ЗАДАНИЯ И УПРАЖНЕНИЯ —
a - Переведите на английский язык предложение «Продолжительность жизни увеличилась, число людей на планете возрастает.» из фрагмента о современной цивилизации.
b - Продолжите фрагмент о современной цивилизации, начиная сразу после его последнего предложения.

В наш век женщина начинает обретать свободу и получает доступ к ответственным постам в культуре и политике. В начале этого процесса женщина пыталась стать на место мужчины, теперь же она самоутверждается, полностью сохраняя свою женственность.
Продолжительность жизни увеличилась, число людей на планете возрастает.
Наша культура считается гетерогенной, критичной по отношению к самой себе, никогда не будучи уверенной ни в своих основах, ни в своих завоеваниях. Это открытая культура, которая пытается усвоить искусство и мифы других культур, по мере того как она их уничтожает; ее глубинным движением является поиск, ее философия включает философию другого, принятого в его инаковости (тогда как требованием «традиционных» обществ, и еще вчера обществ тоталитарных, является единство). Политически эта культура находит свое выражение в плюралистской демократии, всегда обновляемой, в которой никто не имеет права навязывать свою истину другому. Здесь опять берет верх протестантская мудрость: задача государства — не сделать из общества рай, но избежать того, чтобы это общество превратилось в ад (об этом в свое время писал Владимир Соловьев в «Оправдании добра»).
Но очевидны также двусмысленные, сомнительные свойства подобной цивилизации. 20% мирового населения потребляют 80% ресурсов планеты. Богатые общества «севера» представляют собой возрастающий контраст бедным, опустошаемым эпидемиями обществам «юга» вместе с нестабильными обществами «востока». Более того, этот раскол проходит и внутри каждого типа общества: у «севера» есть свои изгои, у «юга» — свои нувориши, у «востока» — свои мафиози.

[Выдержки из данных указания]

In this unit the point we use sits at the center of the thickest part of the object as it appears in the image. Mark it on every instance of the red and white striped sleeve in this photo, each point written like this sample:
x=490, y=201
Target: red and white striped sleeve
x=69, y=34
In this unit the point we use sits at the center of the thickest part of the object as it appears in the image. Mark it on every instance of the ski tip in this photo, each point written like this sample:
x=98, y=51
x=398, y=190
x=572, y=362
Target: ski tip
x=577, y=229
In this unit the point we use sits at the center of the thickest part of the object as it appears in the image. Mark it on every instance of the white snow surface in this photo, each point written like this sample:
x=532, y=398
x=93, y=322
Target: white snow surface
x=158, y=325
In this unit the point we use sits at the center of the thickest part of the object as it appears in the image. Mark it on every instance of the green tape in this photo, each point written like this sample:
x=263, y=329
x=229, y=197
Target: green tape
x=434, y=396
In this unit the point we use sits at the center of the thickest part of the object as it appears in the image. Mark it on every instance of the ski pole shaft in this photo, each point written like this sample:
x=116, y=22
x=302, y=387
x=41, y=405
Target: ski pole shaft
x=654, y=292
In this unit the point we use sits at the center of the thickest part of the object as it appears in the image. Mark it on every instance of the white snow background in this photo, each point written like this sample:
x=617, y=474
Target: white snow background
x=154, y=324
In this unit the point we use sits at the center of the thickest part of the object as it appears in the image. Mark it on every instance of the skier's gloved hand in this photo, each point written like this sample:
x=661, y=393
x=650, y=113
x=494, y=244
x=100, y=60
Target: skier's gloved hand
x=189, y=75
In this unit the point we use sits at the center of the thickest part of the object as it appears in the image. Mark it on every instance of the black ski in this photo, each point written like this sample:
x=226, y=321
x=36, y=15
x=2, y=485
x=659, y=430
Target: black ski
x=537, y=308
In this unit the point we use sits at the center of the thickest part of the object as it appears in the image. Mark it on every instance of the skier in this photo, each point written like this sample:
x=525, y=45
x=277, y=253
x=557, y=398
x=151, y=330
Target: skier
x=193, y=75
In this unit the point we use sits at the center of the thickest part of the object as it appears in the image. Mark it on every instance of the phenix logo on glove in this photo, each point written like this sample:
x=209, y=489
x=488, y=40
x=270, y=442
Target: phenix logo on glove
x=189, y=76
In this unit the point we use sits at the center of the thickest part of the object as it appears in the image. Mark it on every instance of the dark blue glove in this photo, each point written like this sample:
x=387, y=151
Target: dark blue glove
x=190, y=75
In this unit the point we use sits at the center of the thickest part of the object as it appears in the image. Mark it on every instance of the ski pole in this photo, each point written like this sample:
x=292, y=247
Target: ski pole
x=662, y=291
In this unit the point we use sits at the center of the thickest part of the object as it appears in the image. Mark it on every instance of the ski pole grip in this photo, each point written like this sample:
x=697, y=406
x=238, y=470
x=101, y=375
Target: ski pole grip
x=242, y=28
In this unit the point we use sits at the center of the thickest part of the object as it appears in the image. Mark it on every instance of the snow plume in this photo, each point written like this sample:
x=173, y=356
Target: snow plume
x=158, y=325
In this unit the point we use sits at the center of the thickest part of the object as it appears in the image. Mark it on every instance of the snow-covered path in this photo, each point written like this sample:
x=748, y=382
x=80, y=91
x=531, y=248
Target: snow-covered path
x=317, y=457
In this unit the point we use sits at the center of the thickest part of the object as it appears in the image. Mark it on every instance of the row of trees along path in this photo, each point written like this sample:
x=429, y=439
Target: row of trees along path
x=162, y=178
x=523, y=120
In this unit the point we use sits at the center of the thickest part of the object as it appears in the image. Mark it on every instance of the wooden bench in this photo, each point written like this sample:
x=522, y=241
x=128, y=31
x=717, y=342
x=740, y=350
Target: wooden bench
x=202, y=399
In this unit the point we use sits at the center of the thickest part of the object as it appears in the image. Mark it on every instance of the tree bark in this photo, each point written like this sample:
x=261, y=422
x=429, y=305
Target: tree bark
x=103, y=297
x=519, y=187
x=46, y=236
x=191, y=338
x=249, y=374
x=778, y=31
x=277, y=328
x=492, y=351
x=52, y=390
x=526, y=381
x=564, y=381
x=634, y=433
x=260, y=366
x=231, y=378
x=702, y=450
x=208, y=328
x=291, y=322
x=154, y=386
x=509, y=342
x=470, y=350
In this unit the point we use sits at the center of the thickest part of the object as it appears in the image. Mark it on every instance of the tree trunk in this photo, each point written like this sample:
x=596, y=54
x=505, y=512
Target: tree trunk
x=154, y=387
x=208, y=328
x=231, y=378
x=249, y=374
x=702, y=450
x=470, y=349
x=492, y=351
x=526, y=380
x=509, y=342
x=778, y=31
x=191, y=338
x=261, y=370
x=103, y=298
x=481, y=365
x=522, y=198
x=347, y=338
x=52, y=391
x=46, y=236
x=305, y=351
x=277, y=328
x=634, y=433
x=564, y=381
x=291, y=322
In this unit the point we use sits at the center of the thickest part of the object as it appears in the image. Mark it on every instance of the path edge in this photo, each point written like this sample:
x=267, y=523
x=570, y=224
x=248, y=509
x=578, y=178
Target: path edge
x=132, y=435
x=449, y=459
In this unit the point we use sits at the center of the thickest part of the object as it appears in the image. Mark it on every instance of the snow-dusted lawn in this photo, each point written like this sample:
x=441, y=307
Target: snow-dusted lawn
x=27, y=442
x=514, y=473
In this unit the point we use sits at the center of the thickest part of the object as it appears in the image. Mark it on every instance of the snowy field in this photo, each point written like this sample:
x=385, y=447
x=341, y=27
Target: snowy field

ОТВЕТЫ ПО ЗАДАНИЯМ —
a - Life expectancy has increased, and the number of people on the planet is growing.

b -
Западная культура в тот момент, когда она пытается ассимилировать все аспекты «человеческого переживания», уничтожает другие культуры — прежде всего в душах — и, в конце концов, не сохраняет и свое собственное наследие. Инструментальный разум с его машинами мечты, — начиная с телевизора с его «виртуальными пространствами», — проникает в коллективную психику и обуславливает ее, дезинтегрирует великие символические ориентиры, которые не переставали защищать и питать человечество. То же касается и отношений мужчины и женщины, скомпрометированных до такой степени, что гомосексуализм становится просто банальным и даже прославляемым. Так же и отношения отца и матери с ребенком, вначале отвергаемые как угнетающие, теперь составляют предмет смутной ностальгии, ностальгии по инцесту. Эстетика, излюбленная область гомосексуализма, также захвачена бессвязными, некогерентными формами, напоминающими некую невротическую содомию. Инцест солидаризируется с наркотиками, чтобы остановить процессы развития индивида, толкнуть его в объятия сект или в отупение растительной мечтательности.
Аксиома, господствующая в науке, что следует делать все технически возможное, не задумываясь о последствиях, приводит к разрушению природы и нависает угрозой самоуничтожения человека. Вместе с озоновым слоем разрывается небо, загрязнено море–прародитель, безвозвратно исчезают множество видов растений и животных. Биология остается зачарованной своего рода прометеизмом, исследование и овладение генотипом влечет за собой непредсказуемые последствия, уродства, коммерциализацию и насильственное использование человеческого тела: в странах третьего мира уже практикуют убийство детей или ампутацию частей тела для прибыльной продажи органов в богатые страны.
Таковы плоды эры нигилизма. Библейское откровение утверждает уникальность каждого, однако воскресение было преданно забвению. Наша цивилизация оказалась в окружении небытия: смерть, как бы ее ни игнорировали, беспокоит и зачаровывает.
Долгое время развитие науки и техники почти не входило в конфликт с традиционной этикой. Сегодня эта этика выдохлась, и есть предчувствие огромной культурной катастрофы, своего рода черной дыры, в глубине которой останутся только зрелище, насмешка, эротизм, насилие и наркотики.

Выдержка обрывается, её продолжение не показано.